### Object location annotation data
★ ★ ★ ★ ★

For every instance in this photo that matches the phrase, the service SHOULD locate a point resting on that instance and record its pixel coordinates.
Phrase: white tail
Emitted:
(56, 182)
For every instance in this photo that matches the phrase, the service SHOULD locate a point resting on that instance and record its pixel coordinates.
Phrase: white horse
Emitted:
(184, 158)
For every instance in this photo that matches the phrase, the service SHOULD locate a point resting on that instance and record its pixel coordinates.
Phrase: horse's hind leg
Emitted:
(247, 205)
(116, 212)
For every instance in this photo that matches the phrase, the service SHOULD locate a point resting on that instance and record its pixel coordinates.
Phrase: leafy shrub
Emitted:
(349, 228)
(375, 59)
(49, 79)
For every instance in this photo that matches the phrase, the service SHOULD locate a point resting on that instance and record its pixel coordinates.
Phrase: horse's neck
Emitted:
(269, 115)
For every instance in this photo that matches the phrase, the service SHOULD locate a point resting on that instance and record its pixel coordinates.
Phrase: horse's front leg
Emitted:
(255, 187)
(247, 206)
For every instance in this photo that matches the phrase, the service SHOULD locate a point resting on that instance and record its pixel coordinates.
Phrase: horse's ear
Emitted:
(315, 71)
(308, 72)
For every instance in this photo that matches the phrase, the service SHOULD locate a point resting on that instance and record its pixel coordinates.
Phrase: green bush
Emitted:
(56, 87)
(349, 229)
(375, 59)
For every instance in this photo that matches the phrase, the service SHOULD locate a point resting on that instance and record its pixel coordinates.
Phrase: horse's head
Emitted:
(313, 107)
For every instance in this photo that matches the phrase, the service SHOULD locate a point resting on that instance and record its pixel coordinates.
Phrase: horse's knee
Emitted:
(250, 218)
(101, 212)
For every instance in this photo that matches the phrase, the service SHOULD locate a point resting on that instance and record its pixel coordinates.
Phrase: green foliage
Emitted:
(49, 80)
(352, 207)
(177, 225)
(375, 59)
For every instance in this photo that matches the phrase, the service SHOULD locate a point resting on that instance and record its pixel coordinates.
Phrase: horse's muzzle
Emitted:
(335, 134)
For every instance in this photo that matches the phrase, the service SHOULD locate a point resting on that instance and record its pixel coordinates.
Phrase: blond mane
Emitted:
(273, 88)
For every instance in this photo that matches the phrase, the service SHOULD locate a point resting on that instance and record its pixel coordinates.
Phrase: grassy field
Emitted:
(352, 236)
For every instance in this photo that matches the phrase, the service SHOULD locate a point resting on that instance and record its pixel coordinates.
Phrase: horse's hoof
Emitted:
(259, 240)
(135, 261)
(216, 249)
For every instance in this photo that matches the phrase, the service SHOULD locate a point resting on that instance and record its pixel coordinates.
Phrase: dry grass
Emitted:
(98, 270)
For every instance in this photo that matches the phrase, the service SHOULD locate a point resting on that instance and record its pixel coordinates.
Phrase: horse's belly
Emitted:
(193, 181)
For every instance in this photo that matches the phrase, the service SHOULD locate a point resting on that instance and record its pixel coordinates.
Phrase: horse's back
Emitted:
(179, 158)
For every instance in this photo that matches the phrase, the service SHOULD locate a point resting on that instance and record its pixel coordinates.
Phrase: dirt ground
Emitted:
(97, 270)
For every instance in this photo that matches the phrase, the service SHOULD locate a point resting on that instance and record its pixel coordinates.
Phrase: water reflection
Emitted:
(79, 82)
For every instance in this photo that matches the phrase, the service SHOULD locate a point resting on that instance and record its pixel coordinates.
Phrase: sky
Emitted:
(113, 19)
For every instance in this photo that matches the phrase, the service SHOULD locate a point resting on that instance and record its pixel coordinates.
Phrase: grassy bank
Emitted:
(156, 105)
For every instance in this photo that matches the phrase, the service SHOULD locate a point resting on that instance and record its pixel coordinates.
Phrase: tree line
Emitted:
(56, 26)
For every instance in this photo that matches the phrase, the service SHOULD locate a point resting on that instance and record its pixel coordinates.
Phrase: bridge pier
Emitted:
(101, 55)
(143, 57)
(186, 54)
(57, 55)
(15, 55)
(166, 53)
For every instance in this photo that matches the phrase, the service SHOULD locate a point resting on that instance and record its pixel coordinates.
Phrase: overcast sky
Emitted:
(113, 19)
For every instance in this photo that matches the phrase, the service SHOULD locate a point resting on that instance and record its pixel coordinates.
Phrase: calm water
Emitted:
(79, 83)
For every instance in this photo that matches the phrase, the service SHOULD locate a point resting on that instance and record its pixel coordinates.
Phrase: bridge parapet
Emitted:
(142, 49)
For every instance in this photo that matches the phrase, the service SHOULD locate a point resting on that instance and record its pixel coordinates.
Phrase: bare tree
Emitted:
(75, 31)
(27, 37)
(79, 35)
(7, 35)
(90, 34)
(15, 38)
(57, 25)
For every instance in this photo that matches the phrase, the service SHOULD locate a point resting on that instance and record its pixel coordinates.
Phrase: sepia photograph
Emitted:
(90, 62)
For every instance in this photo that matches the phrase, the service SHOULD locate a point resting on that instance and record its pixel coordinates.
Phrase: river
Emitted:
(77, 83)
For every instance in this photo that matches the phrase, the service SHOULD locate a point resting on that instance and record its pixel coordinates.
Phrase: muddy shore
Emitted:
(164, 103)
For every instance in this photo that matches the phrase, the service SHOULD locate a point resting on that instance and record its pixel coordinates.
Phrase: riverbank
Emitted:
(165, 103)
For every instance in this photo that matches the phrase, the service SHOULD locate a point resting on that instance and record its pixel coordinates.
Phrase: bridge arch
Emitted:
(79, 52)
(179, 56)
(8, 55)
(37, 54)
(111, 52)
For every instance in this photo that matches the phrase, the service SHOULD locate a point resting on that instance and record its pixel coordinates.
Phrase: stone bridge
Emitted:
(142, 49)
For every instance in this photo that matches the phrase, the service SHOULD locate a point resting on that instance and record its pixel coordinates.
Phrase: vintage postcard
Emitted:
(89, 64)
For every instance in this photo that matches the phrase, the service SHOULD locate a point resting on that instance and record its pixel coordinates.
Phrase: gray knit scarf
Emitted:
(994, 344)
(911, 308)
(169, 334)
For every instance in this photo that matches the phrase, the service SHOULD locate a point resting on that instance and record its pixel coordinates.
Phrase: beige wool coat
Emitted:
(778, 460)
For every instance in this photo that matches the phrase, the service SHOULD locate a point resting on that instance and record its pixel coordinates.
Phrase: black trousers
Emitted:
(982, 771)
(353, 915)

★ ★ ★ ★ ★

### REQUIREMENTS
Faithfully transcribe the whole of the data.

### CORRECT RESPONSE
For every instance in this photo that matches the phrase, the service SHOULD locate a point resting on that instance and record its pixel coordinates.
Phrase: white tail
Emitted:
(56, 182)
For every instance in this photo that matches the phrase, the service SHOULD locate a point resting on that instance and record its pixel coordinates.
Phrase: white horse
Emitted:
(184, 158)
For every instance in this photo that matches the phrase, the service SHOULD locate a point resting on that instance and record its pixel coordinates.
Phrase: horse's hind leg
Emitted:
(247, 205)
(116, 212)
For every instance in this photo that matches the phrase, the service SHOULD locate a point resting on that instance and record its pixel coordinates.
Phrase: leafy shrub
Emitted:
(349, 228)
(375, 59)
(49, 79)
For every instance in this photo that matches the phrase, the service SHOULD locate a point resting on that instance and record its pixel coordinates.
Phrase: horse's neck
Emitted:
(269, 115)
For every instance in this photo that matches the phrase, the service SHOULD locate a point resting on that instance and record its pixel coordinates.
Phrase: horse's front leg
Emitted:
(255, 187)
(247, 206)
For every instance in this photo that matches the phrase, the service SHOULD locate a point resting on that instance and record its pixel coordinates.
Phrase: horse's ear
Emitted:
(315, 71)
(308, 72)
For every instance in this photo that matches the phrase, the service SHOULD locate a point resting on that instance and record its pixel coordinates.
Phrase: green bush
Emitted:
(56, 87)
(349, 229)
(375, 59)
For every instance in this photo that matches the phrase, the service SHOULD locate a point resting on that instance and record its pixel coordinates.
Phrase: horse's head
Emitted:
(313, 107)
For every instance in this photo that matches the phrase, the service SHOULD locate a point resting on that instance and record its pixel coordinates.
Phrase: horse's knee
Emitted:
(250, 218)
(101, 212)
For every instance in this photo that matches the phrase, the service SHOULD locate a point resting on that instance and record its pixel coordinates.
Phrase: green foliage
Emitted:
(49, 80)
(352, 207)
(177, 225)
(375, 59)
For every instance in this photo that matches the phrase, the service SHOULD locate a point resting on that instance and record its pixel coordinates.
Phrase: horse's muzzle
Emitted:
(335, 134)
For every instance in this photo that matches the phrase, the service SHOULD locate a point resting on that instance and record its pixel coordinates.
Phrase: blond mane
Emitted:
(273, 88)
For every instance in this photo that matches the phrase, the service SHOULD locate a point resting on that instance and record its pixel coordinates.
Phrase: grassy field
Emitted:
(352, 236)
For every instance in this photo that matches the phrase, the service SHOULD locate a point resting on that instance and record its pixel coordinates.
Phrase: horse's hoof
Emitted:
(259, 240)
(135, 261)
(216, 249)
For every instance in this photo that matches the phrase, the service SHOULD locate a point resting on that instance and record its pixel coordinates.
Phrase: dry grass
Emitted:
(98, 270)
For every instance in this photo that matches the phrase, the service SHOULD locate a point resting on that instance and record its pixel coordinates.
Phrase: horse's belly
Emitted:
(193, 181)
For every instance in this photo that matches the phrase, the service SHOULD locate a point resting on that instance and record its pixel coordinates.
Phrase: horse's back
Emitted:
(179, 158)
For every instance in this photo that matches the phrase, the service SHOULD locate a point resting on that instance and record its pixel coordinates.
Phrase: dirt ground
Emitted:
(97, 270)
For every instance in this photo that matches the phrase, the service SHOULD locate a point resting on that instance and record its pixel coordinates.
Phrase: water reflection
Emitted:
(79, 82)
For every instance in this photo that matches the phrase, the service SHOULD locate a point resting on that instance and record its pixel coordinates.
Phrase: sky
Emitted:
(113, 19)
For every instance in this photo that matches the phrase, the service SHOULD locate a point resting on that instance and record its pixel coordinates.
Phrase: grassy bank
Emitted:
(156, 105)
For every instance in this photo that matches the phrase, the service SHOULD locate a point resting on that instance and record its pixel coordinates.
Phrase: tree line
Emitted:
(56, 26)
For every instance in this photo that matches the phrase, the service SHOULD locate a point resting on that instance and record its pixel coordinates.
Phrase: bridge pier
Emitted:
(101, 55)
(143, 57)
(186, 54)
(57, 55)
(15, 55)
(166, 53)
For every instance in this photo that matches the phrase, the service SHOULD locate a point resting on that instance and record its pixel coordinates.
Phrase: overcast sky
Emitted:
(113, 19)
For every instance in this photo that matches the phrase, the service SHOULD locate a point resting on that instance and record its pixel coordinates.
Phrase: calm water
Emitted:
(79, 83)
For every instance in this photo that matches the phrase, the service SHOULD locate a point resting on that instance and record its pixel coordinates.
Phrase: bridge parapet
Emitted:
(142, 49)
For every instance in this photo that matches the phrase, the service SHOULD locate a point resting on that instance and record its pixel coordinates.
Phrase: bare tree
Emitted:
(75, 31)
(27, 37)
(79, 35)
(7, 35)
(90, 34)
(15, 38)
(57, 25)
For every instance in this photo that matches the phrase, the service SHOULD locate a point resting on that instance and record its pixel coordinates.
Phrase: sepia photograph
Emitted:
(90, 62)
For every instance in this photo that matches the phrase, the service SHOULD locate a point resting on that instance and record its pixel coordinates.
Phrase: river
Emitted:
(77, 83)
For every instance in this photo that matches the phrase, the service SHOULD locate a point resting on that instance and record its pixel coordinates.
Phrase: muddy shore
Emitted:
(164, 103)
For every instance in this photo that matches the phrase, the service SHOULD locate a point resting on that instance and record its pixel coordinates.
Phrase: riverbank
Emitted:
(165, 103)
For every instance in this photo that matches the phrase, the service SHOULD locate a point resting on that instance and record its pixel coordinates.
Phrase: bridge arch
Emitted:
(79, 52)
(179, 56)
(8, 55)
(37, 54)
(111, 52)
For every instance in this photo that matches the phrase, the service SHOULD locate a point resting on that instance and record its pixel coordinates.
Phrase: stone bridge
Emitted:
(142, 49)
For every instance in this photo that matches the phrase, the service SHOULD locate a point resting on that instance and record its pixel coordinates.
Phrase: vintage postcard
Emitted:
(89, 64)
For every instance in this photo that matches the phrase, the service SHOULD locate a point resting on that instance and record its pixel coordinates.
Phrase: gray knit scarf
Emitted:
(994, 344)
(911, 308)
(169, 334)
For every instance in this photo that matches the phrase, the service SHOULD locate a point resting on that instance and record its pixel coordinates.
Phrase: beige wool coat
Emitted:
(778, 460)
For every instance in this photo that matches the phrase, the service SHOULD locate a point resting on that instance and record its pixel coordinates.
Phrase: black trousers
Emitted:
(982, 771)
(353, 915)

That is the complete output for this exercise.